**Exercício escrito A:** Segundo o texto sobre a arquitetura de Brasília, em que se inspira a Igreja de Nossa Senhora de Fátima?
**Exercício escrito B:** Prossiga o texto sobre a arquitetura de Brasília a partir da última frase apresentada.

**Trecho do documento:**
• • • • •
Brasília é obra de dois gigantes da Arquitetura: Lúcio Costa e Oscar Niemeyer.

Eis as palavras que Lúcio Costa usou para apresentar seu Plano Piloto que tiraria do barro a nova Capital Federal: “Nasceu do gesto primário de quem assinala um lugar ou dele toma posse: dois eixos cruzando-se em ângulo reto, ou seja, o próprio sinal da cruz”.

Oscar Niemeyer, além de desenhar a Catedral, desenhou duas das mais belas obras que podemos visitar em Brasília: a Igreja de Nossa Senhora de Fátima e a Igreja de Nossa Senhora da Conceição, duas capelinhas que representam muito bem o gênio do imenso arquiteto.

A dedicada a Nossa Senhora de Fátima é inspirada no chapéu engomado de algumas congregações de freiras. A de Nossa Senhora da Conceição, nos jardins do Alvorada, que compete em beleza e engenhosidade com as célebres colunas daquele palácio, é um exemplo extraordinário do domínio que Niemeyer tinha do concreto armado: parece um objeto feito em cartolina por uma criança talentosa. Ambas tombadas pelo IPHAN (Instituto do Patrimônio Histórico e Artístico Nacional).
• • • • •
(Trechos do conjunto de dados de apontamento)
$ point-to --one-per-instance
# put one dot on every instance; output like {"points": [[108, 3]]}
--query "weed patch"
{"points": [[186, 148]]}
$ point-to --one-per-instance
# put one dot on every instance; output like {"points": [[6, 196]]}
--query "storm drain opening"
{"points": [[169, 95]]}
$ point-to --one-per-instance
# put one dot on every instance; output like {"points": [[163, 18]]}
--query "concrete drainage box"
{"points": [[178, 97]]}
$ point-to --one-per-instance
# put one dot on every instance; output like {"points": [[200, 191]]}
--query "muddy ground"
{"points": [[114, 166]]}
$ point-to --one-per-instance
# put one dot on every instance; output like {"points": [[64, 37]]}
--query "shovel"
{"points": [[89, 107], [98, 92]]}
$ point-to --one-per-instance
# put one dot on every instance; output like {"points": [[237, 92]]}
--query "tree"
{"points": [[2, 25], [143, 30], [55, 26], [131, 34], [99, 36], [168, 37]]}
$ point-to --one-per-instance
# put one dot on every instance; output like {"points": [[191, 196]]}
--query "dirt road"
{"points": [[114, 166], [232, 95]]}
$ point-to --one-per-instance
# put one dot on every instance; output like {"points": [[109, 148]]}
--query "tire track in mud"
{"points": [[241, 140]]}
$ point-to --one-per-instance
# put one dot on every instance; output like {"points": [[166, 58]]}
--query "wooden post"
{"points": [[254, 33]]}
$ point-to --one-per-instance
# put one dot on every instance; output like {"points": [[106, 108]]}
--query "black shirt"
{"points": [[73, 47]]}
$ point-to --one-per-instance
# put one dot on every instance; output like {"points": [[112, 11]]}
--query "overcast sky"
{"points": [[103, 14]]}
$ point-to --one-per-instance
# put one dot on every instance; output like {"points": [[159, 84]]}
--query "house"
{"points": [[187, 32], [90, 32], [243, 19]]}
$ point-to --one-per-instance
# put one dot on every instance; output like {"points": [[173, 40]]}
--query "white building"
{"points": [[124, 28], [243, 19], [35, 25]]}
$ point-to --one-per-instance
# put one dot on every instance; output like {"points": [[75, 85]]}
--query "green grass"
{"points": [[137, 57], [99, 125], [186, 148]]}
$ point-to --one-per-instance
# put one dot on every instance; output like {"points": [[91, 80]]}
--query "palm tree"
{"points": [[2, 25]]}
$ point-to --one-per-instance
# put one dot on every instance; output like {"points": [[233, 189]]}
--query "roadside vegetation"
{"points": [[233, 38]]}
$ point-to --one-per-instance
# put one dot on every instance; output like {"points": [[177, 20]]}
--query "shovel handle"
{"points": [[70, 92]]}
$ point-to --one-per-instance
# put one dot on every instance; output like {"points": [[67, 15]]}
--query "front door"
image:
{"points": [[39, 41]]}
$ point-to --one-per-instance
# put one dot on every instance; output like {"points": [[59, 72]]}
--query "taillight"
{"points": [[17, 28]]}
• • • • •
**Resultado da tarefa A:** No chapéu engomado de algumas congregações de freiras.

**Resultado da tarefa B:**
O arquiteto não contava, é claro, com a presença em palácio de uma presidente que despreza quem pensa diferente dela e que não respeita quem tem Fé. E que também demonstrou que desconsidera a cultura brasileira, assim como a lei que tomba nossas obras mais valiosas.

Não se trata aqui de chamar a atenção para o fato de Dilma não aparentar ser religiosa. Isso é da alçada íntima de cada um. O que choca é o desacato à nossa História e à nossa Cultura.

O leitor há de pensar: que importância tem isso diante do total desrespeito que o governo de Dilma Rousseff demonstrou pelo Brasil, ao passar por cima de nossas leis a ponto de deixar o Brasil na terrível situação em que nos encontramos? De uma presidente que desconsidera os representantes do povo no Congresso Nacional ao esbravejar por aí que está sofrendo um golpe? (Ela insiste em que é vítima de um golpe e que vai ao Senado não para se defender, mas para defender a democracia. Dilma, desculpa lá: mas golpe dentro do Senado e sob a presidência do Supremo Tribunal Federal, e televisionado, é um engodo difícil de engolir…)

Tem importância, sim, leitor do Blog do Noblat.  Transformar a capelinha de Nossa Senhora da Conceição em escritório para seus aspones foi o cúmulo da desconsideração pelos brasileiros. E foi o que Dilma, a Afastada, fez. (Cláudio Humberto, Diário do Poder, 19/8/2016).

Agora que falta pouco para sua saída definitiva e antes que seja tarde, peço ao IPHAN que examine a capelinha e a devolva à sua qualidade precípua.

Que julgue se houve algum dano à belíssima decoração de seu interior e de seu portal, trabalho magnífico do maior artista plástico de Brasília, Athos Bulcão.

Que examine com lupa o estado da pintura original que reveste o interior do teto, composta por quatro figuras – a cruz, o peixe, o sol e a lua. Assim como aos lambris em jacarandá revestidos em ouro que forram as paredes internas.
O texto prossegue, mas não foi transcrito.